Point-per-instance localization data:
===

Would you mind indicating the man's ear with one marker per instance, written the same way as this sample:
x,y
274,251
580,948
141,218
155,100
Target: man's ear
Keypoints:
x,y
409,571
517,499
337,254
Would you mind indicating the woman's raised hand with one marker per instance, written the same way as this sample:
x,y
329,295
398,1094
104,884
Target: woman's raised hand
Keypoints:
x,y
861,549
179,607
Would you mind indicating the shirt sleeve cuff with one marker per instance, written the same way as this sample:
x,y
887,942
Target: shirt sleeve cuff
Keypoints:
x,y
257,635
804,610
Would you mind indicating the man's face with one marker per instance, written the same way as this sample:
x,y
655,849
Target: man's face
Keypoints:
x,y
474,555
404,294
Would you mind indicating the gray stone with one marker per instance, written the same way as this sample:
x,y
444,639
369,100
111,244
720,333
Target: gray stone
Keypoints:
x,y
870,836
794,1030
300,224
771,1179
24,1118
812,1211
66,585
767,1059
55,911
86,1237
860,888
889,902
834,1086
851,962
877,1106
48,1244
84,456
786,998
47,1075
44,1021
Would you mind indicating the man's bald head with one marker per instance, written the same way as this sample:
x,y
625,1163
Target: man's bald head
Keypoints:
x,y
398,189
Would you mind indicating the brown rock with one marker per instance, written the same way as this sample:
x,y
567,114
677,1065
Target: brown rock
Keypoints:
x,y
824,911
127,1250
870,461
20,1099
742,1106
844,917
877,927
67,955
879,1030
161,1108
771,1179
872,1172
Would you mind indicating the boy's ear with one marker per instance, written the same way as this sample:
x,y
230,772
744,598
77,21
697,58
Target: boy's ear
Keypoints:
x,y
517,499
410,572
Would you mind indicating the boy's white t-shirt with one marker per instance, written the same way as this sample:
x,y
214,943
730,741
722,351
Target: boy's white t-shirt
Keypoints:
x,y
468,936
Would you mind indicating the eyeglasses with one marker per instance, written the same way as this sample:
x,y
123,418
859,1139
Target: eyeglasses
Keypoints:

===

- _Problem statement_: Retype every line above with nothing changed.

- _Answer to this problem_:
Would you mind indicating the man's ear with one marker per instance, written the same way as this sample:
x,y
274,251
580,948
141,218
155,100
Target: man's ear
Keypoints:
x,y
409,571
517,499
337,254
Would you mind indicating the woman's raised hand with one marker per instance, written the same way as this sample:
x,y
329,295
398,1094
104,884
Target: woman's raised hand
Keypoints:
x,y
861,549
179,607
Would you mind indicating the shirt sleeve cuff with one marker per instance, written the same way as this sample:
x,y
887,942
Target: shirt sleeve cuff
Keypoints:
x,y
257,635
804,610
Would you mind indicating the man's face with one marker per instance, written the same way as this sample:
x,y
655,849
Target: man's face
Keypoints:
x,y
474,555
404,294
Would you mind indicating the gray stone with one marker per instance, written the same way as this sample:
x,y
444,639
369,100
111,244
720,333
Target: gray stone
Keypoints:
x,y
870,836
794,1030
300,224
771,1179
24,1118
812,1211
66,585
767,1059
55,911
86,1237
860,888
889,902
834,1086
851,962
877,1106
48,1244
84,456
786,998
47,1075
44,1021
Would you mind indicating the man's bald head with one marker per instance, written the same way as this sample:
x,y
625,1163
Target: man's bald head
Keypoints:
x,y
398,189
Would you mind indicating the brown rock with one marker per instance, written the same way as this sample:
x,y
567,114
677,1065
Target: brown rock
Keypoints:
x,y
824,911
127,1250
870,461
20,1099
742,1106
844,917
877,927
67,955
879,1030
161,1108
771,1179
872,1172
Would you mind indicating the boy's ear with one marker per instance, written the same way as this sample:
x,y
230,772
744,598
77,21
697,58
Target: boy's ear
Keypoints:
x,y
517,499
410,572
Would you mind indicating the boy's white t-shirt with one marker per instance, written the same way as this sample:
x,y
214,943
730,741
722,351
Target: boy's white t-shirt
Keypoints:
x,y
468,936
Would you mind indicating the eyeglasses with one marker per instance, written the same way as this sample:
x,y
123,418
859,1139
Target: eyeglasses
Keypoints:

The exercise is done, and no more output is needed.